Document text:
## START

In this interaction, Samira Sitail used declarative statements to affirm what kind of country Morocco is, was, and should be socially. For her, Morocco had always been a multilingual and multicultural mix of influences. She embodied that ideology in the mixing of languages she used (French, darīja, and formal Arabic) as they emerged through the interaction. She did not include any Amazigh linguistic forms despite her mention of Amazigh cultural influence on Moroccans. She could have employed the widely known تامغربيت (tmaghribīt),16 a Tamazight-encased Arabic word incorporated into darīja celebrating Moroccan cultural and linguistic pluralism. In addition, she didn’t explicitly mention French colonial influence as a positive force, despite its obvious traces on the discussion. Even though she argued that Moroccan national identity had always been pluralist, her assertion that Moroccans should cease debating their identity and accept diversity as a strength affirmed what she disavowed—that Morocco wasn’t quite as pluralist for others as it was for her.

## END

Given problem a: List the languages that the passage on Moroccan identity says Samira Sitail mixed during the interaction.

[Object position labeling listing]
## START

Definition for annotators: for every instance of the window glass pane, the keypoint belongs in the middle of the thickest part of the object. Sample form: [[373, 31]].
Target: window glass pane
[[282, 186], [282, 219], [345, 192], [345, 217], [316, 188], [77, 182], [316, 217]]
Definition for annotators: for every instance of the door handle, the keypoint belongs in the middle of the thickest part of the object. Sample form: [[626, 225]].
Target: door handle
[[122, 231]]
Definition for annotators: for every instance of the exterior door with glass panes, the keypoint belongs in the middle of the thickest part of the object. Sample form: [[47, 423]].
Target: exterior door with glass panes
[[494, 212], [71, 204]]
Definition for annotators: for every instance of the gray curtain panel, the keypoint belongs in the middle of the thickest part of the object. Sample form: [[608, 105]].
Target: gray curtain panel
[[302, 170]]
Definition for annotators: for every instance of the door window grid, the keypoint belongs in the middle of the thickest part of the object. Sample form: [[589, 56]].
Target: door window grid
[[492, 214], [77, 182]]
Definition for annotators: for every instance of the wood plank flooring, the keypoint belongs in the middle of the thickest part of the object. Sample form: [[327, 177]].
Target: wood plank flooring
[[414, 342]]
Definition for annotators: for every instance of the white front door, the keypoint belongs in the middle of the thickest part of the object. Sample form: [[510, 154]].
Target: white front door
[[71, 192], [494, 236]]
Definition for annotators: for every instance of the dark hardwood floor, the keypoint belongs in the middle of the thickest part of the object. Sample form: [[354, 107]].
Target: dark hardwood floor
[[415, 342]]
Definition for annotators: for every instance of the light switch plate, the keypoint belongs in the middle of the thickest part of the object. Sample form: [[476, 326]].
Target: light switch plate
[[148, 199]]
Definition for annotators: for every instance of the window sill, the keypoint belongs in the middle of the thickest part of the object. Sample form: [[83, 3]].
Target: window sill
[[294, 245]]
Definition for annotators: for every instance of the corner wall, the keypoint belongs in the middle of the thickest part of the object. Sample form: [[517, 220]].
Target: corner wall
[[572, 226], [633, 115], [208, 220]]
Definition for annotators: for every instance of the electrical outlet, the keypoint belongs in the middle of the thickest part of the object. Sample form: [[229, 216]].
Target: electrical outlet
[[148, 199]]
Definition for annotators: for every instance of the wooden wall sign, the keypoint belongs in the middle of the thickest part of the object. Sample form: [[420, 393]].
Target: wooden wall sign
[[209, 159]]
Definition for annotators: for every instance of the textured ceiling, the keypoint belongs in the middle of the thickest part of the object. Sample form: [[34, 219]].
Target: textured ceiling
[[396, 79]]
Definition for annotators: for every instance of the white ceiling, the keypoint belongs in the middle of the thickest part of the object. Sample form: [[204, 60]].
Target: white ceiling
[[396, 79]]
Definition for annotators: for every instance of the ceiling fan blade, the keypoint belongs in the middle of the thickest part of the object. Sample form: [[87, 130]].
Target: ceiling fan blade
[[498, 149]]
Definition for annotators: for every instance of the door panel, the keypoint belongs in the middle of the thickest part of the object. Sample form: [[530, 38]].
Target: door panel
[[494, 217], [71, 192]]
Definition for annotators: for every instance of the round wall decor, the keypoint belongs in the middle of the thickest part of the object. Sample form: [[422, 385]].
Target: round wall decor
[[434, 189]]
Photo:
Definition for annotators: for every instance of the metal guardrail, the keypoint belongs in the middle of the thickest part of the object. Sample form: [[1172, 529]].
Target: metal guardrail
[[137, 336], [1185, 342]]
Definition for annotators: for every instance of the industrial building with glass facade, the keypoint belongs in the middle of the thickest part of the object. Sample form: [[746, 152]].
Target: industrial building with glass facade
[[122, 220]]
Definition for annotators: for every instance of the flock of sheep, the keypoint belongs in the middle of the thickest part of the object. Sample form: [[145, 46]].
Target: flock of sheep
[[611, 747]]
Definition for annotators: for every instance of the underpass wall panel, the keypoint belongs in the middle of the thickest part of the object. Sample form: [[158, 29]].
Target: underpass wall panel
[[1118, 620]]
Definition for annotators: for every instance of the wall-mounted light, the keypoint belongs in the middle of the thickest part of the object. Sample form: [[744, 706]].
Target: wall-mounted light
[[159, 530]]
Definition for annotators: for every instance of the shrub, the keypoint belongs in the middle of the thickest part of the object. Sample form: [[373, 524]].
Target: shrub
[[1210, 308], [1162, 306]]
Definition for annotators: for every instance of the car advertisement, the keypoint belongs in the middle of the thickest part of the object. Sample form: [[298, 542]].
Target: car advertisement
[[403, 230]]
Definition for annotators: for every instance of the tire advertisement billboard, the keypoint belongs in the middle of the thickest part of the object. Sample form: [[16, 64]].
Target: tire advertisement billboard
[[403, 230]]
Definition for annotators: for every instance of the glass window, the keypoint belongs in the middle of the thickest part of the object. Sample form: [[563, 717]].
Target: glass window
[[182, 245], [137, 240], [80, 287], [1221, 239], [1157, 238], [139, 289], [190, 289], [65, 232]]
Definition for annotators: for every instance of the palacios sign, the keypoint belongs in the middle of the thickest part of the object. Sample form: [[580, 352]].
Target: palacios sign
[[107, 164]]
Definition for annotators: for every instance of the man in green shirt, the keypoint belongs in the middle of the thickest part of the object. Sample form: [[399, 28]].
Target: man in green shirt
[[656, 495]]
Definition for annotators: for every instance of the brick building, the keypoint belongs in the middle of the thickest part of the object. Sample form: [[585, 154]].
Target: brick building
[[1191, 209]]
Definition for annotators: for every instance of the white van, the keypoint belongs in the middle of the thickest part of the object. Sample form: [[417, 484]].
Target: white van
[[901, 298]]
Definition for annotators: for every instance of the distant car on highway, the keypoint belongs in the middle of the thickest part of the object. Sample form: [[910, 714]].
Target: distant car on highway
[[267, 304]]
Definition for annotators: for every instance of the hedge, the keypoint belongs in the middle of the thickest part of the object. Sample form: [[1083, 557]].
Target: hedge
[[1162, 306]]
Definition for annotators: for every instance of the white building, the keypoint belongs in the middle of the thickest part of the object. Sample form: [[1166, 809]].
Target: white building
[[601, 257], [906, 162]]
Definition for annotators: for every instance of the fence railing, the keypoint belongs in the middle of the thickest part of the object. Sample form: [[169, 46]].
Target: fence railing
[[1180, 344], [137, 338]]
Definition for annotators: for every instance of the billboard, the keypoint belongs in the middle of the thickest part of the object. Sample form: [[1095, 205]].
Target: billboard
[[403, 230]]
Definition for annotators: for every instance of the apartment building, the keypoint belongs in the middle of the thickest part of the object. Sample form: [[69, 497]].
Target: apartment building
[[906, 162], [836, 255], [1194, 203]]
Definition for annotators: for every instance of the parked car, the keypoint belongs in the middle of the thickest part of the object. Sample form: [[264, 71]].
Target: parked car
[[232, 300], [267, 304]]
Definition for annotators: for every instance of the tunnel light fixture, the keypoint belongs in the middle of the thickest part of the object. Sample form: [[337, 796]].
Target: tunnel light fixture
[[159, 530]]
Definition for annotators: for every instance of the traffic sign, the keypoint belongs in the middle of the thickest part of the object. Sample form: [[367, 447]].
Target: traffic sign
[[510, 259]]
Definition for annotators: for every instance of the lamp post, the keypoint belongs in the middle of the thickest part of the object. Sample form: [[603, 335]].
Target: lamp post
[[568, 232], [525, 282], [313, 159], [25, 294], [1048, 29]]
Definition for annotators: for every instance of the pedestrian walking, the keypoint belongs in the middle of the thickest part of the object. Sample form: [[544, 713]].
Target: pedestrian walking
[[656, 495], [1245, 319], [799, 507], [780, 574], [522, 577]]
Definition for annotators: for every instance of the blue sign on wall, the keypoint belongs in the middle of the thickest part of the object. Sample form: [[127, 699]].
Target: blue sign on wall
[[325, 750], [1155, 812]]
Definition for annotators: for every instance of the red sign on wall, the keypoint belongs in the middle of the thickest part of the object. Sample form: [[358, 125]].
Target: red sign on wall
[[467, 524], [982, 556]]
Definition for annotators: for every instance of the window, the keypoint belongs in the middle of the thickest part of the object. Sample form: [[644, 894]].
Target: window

## END

Given problem b: Starting at the line of the listing that contains "Definition for annotators: for every instance of the red" and ending at the last line of the listing, write out those lines again with their requests. Scale every coordinate in the answers by 1.15 and round each result to a whole number, rounding halves up.

Solution a: French, darīja, formal Arabic

Solution b:
Definition for annotators: for every instance of the red sign on wall, the keypoint belongs in the middle of the thickest part of the object. Sample form: [[358, 125]].
Target: red sign on wall
[[537, 603], [1129, 639]]
Definition for annotators: for every instance of the window, the keypoint belongs in the middle of the thickest part of the object. Sample form: [[644, 894]].
Target: window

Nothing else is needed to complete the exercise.